(Point-based annotation data)
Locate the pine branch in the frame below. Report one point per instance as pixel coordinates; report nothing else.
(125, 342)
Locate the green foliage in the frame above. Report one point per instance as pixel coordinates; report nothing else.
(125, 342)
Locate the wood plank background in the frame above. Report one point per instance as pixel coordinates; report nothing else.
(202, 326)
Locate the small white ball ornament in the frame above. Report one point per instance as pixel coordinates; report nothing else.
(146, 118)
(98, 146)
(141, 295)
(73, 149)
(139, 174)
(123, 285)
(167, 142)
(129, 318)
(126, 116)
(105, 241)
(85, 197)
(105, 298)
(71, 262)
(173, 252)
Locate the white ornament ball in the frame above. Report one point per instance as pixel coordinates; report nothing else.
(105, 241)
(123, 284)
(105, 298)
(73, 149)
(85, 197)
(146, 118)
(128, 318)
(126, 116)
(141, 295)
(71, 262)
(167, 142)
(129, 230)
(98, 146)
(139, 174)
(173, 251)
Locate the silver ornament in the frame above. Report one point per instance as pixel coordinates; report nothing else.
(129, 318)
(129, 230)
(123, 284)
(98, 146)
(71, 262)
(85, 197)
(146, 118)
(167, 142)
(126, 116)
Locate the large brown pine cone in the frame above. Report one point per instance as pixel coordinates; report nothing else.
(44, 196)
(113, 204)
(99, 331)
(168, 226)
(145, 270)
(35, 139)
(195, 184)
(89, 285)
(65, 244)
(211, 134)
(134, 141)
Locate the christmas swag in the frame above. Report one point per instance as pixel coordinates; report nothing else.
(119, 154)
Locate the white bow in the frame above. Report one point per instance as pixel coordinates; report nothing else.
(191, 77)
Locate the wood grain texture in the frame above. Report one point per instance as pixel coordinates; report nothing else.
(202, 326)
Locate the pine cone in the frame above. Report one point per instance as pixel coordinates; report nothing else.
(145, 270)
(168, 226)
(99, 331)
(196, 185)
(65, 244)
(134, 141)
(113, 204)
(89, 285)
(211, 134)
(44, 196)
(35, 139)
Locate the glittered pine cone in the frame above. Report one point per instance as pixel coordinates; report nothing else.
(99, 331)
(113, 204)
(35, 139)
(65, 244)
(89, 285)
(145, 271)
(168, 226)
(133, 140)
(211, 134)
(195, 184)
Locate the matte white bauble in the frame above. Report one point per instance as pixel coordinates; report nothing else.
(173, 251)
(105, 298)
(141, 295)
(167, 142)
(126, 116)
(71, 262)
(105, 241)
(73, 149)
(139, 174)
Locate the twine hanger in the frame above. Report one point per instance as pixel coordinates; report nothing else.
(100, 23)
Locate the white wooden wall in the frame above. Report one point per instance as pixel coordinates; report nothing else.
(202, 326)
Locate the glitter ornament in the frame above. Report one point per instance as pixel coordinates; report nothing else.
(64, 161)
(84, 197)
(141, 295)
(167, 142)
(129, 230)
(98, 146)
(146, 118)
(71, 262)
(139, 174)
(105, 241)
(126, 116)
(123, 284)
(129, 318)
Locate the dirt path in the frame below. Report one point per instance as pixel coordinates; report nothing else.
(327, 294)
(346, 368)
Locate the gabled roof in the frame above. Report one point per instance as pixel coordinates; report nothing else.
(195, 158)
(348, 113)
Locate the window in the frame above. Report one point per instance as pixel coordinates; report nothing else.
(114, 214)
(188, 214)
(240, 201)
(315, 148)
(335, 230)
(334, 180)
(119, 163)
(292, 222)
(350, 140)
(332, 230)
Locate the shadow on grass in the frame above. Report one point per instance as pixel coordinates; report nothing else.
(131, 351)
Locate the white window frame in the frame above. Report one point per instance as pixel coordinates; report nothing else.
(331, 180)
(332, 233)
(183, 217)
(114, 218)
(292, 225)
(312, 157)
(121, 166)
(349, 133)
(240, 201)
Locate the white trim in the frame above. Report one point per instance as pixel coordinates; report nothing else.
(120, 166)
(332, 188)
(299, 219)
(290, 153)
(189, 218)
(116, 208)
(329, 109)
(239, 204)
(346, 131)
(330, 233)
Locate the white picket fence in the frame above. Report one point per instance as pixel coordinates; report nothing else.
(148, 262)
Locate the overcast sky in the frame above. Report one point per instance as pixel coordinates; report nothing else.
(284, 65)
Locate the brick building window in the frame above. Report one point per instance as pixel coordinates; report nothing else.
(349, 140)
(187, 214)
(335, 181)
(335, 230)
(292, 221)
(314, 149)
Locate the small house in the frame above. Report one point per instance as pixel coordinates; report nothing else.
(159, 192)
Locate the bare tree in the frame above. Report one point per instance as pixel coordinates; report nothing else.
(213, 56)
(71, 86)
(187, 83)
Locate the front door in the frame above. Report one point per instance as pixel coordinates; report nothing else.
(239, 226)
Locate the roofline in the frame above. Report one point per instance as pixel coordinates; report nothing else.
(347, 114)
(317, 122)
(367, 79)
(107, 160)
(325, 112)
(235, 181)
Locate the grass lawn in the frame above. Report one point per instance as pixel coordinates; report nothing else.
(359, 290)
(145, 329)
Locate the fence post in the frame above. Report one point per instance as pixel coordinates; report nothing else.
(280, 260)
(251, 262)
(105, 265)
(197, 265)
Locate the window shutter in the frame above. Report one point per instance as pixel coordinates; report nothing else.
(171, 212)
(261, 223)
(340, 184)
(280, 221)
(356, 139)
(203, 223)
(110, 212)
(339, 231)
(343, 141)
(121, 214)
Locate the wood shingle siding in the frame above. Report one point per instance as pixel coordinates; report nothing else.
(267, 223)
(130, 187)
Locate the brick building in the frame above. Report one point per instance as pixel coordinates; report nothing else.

_BRIEF_:
Please rewrite everything from the line containing "Locate the window shutter" down to the end of the data above, including both ends and the requests. Multiply each point coordinate by 0.4 and round it to a whole number, with halves rounding up.

_RESPONSE_:
Locate the window shutter in the frame above. Report one point per instance as pixel coordinates; report nothing else.
(68, 85)
(104, 89)
(136, 74)
(112, 88)
(142, 56)
(81, 89)
(44, 85)
(136, 92)
(137, 56)
(48, 86)
Locate the wood shingle siding in the frame above. Report one point per instance as pixel coordinates; report nothing else.
(107, 89)
(52, 75)
Locate the brick building in the frame above. Report one point per instance as pixel coordinates; report nothing else.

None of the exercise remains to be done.